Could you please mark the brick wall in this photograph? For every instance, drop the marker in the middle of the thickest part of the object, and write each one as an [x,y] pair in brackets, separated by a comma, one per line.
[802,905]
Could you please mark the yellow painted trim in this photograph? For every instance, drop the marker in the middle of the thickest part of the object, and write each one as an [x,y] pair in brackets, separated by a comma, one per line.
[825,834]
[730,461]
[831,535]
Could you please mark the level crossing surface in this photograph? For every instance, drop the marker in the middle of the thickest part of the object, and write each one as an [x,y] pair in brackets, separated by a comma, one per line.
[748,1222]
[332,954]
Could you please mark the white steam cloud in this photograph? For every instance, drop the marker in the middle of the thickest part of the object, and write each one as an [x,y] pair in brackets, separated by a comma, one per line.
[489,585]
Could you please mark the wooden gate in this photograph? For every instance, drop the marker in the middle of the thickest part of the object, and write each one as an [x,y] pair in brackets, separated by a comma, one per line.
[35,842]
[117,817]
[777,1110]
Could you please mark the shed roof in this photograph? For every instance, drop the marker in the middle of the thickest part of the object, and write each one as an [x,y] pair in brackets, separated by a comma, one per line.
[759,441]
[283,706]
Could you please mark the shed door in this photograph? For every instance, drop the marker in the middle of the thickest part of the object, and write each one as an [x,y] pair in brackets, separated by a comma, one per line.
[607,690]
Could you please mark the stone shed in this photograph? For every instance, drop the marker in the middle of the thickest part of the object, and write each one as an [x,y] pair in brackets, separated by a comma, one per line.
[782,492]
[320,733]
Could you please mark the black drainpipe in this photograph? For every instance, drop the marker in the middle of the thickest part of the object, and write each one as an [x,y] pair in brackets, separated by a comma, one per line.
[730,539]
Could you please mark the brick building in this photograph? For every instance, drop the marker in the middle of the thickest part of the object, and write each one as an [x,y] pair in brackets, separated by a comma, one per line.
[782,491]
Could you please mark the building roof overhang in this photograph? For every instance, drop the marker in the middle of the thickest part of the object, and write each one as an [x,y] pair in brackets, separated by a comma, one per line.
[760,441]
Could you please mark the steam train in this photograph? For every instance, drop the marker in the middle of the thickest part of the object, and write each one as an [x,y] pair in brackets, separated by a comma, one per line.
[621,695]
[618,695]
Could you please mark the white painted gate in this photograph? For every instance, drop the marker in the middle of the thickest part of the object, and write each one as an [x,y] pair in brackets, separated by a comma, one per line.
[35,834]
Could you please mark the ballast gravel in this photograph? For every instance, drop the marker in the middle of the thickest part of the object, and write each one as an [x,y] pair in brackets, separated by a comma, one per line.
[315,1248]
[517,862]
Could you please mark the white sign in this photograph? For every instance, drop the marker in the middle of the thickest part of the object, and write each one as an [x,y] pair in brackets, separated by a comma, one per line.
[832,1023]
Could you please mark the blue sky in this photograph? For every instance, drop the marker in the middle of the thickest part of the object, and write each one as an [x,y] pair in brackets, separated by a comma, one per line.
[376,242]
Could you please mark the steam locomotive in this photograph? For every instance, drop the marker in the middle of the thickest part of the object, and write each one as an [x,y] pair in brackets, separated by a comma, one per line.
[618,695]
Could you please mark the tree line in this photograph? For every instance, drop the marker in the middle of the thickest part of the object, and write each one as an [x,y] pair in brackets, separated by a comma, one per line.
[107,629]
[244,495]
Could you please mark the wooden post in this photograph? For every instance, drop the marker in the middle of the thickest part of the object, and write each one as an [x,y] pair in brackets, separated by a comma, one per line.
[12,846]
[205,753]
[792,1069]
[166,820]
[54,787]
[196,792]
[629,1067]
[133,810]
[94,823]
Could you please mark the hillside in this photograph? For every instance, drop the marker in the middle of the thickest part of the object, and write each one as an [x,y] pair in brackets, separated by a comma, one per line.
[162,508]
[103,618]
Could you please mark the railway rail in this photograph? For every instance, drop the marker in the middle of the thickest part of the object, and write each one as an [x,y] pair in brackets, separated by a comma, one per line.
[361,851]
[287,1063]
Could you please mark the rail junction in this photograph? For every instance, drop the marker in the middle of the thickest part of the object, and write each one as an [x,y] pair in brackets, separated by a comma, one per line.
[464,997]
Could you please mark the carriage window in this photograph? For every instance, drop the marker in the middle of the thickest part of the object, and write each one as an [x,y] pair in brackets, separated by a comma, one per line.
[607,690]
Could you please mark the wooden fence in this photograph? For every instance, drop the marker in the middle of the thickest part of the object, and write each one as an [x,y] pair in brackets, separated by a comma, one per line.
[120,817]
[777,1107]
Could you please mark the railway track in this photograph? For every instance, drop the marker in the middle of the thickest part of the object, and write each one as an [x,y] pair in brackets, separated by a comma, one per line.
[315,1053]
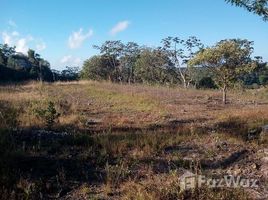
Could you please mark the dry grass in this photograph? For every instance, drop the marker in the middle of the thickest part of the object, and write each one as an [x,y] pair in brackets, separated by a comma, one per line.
[132,140]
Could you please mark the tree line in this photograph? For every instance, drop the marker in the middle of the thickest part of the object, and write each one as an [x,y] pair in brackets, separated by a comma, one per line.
[16,67]
[179,61]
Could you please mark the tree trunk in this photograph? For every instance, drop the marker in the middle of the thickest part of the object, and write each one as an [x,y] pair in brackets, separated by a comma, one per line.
[224,91]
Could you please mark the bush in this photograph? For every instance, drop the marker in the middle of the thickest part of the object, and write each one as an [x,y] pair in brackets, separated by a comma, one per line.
[8,115]
[49,115]
[206,83]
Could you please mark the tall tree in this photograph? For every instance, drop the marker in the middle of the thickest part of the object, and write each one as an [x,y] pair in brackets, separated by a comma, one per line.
[112,51]
[259,7]
[180,52]
[228,60]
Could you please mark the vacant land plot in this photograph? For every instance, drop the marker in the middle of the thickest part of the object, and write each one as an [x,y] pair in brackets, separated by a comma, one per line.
[83,140]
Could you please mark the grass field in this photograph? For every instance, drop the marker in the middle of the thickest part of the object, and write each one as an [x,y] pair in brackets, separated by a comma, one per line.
[98,140]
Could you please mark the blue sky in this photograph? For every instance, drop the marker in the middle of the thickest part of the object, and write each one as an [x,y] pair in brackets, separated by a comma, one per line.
[63,31]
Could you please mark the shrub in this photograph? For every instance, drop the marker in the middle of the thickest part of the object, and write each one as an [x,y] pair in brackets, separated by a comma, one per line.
[49,115]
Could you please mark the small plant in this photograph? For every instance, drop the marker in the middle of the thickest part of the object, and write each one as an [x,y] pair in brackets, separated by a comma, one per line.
[49,115]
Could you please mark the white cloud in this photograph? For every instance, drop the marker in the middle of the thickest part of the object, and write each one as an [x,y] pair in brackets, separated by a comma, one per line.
[22,43]
[15,33]
[12,23]
[7,38]
[119,27]
[41,46]
[77,38]
[71,61]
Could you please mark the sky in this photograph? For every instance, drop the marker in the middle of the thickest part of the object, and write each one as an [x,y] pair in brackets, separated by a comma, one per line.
[64,31]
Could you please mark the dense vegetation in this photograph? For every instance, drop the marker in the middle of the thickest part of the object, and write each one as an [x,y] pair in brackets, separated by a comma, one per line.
[16,67]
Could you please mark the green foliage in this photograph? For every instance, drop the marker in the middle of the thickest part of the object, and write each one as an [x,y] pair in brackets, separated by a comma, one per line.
[8,116]
[49,115]
[179,52]
[228,60]
[152,67]
[97,68]
[206,83]
[259,7]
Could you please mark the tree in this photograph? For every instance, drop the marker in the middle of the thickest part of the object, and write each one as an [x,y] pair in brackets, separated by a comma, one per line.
[259,7]
[228,60]
[180,52]
[152,67]
[130,54]
[112,51]
[70,74]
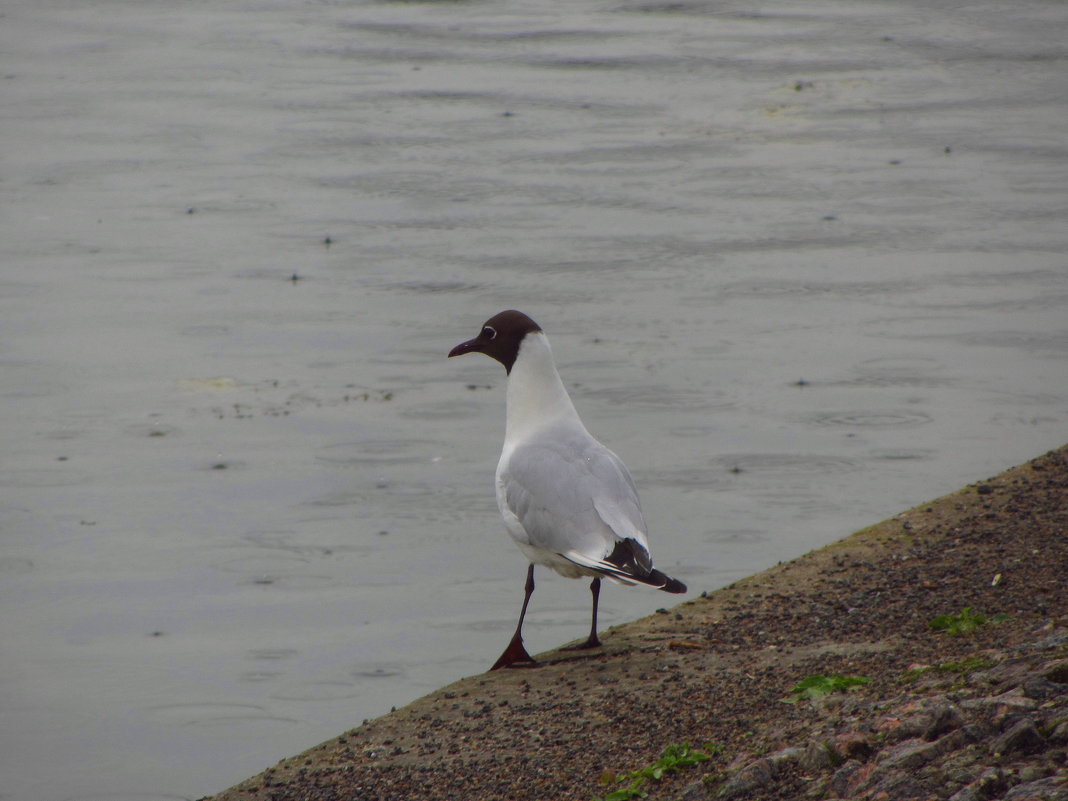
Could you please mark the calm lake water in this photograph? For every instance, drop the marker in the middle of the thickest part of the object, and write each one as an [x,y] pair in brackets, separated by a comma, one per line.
[802,266]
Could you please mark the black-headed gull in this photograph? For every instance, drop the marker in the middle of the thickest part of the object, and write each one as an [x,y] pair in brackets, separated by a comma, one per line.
[566,500]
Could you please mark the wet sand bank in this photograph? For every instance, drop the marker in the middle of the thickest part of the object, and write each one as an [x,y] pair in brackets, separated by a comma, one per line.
[716,669]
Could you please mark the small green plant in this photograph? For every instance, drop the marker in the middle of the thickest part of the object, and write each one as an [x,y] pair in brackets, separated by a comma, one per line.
[674,757]
[818,686]
[964,623]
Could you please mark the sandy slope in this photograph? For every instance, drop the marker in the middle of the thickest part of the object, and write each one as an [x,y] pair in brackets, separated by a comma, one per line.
[716,670]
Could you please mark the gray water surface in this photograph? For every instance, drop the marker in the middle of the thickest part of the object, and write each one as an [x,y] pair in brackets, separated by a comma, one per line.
[802,266]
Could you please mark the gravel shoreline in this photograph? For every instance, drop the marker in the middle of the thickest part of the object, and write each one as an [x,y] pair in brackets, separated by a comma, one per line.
[971,716]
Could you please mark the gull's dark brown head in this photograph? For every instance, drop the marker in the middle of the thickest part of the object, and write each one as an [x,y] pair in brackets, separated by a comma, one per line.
[500,338]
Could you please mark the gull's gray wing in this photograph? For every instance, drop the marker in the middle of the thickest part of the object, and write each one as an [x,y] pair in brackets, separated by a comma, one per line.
[571,496]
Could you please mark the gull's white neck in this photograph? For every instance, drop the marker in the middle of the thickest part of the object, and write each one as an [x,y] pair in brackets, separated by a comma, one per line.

Goal:
Copy the lines above word for word, beginning with the line that contains "Could you please mark the gull's dark" and continuing through the final line.

Task result:
Could you please mark the gull's dark brown head in this photograph? For every instance, drop the marker in the middle of the thickest part of the object, and write each one as an [x,y] pair in brackets, separated by a comma, one per line.
[500,338]
Could you please mark the gull's gray wing in this photograph? For every instance, drop the marker in the middle of the thickest part of the object, and write each one as an [x,y] pair in brackets, separated by a comma, one per line.
[571,496]
Could you please mark the gull's white neck in this photograph? For every instance, drop the marker in the middle of the thickest part of the object, and write each one as an [x,y] pair in brackets, separated by a comma, one per line.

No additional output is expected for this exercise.